[start of INPUT RECORDS]
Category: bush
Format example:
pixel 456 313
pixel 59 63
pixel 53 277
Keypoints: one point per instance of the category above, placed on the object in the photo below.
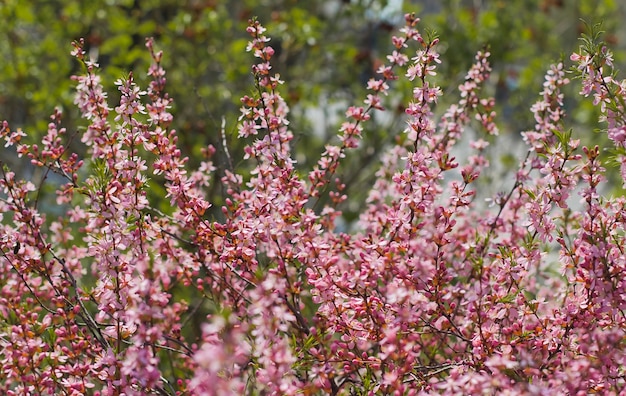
pixel 433 292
[end of INPUT RECORDS]
### DIRECTION
Return every line of the material above word for word, but leave out the pictures.

### RESULT FOR THIS EXERCISE
Category: bush
Format example:
pixel 456 313
pixel 59 63
pixel 53 277
Keypoints: one point per instance of the category above, placed on the object in the photo below.
pixel 433 292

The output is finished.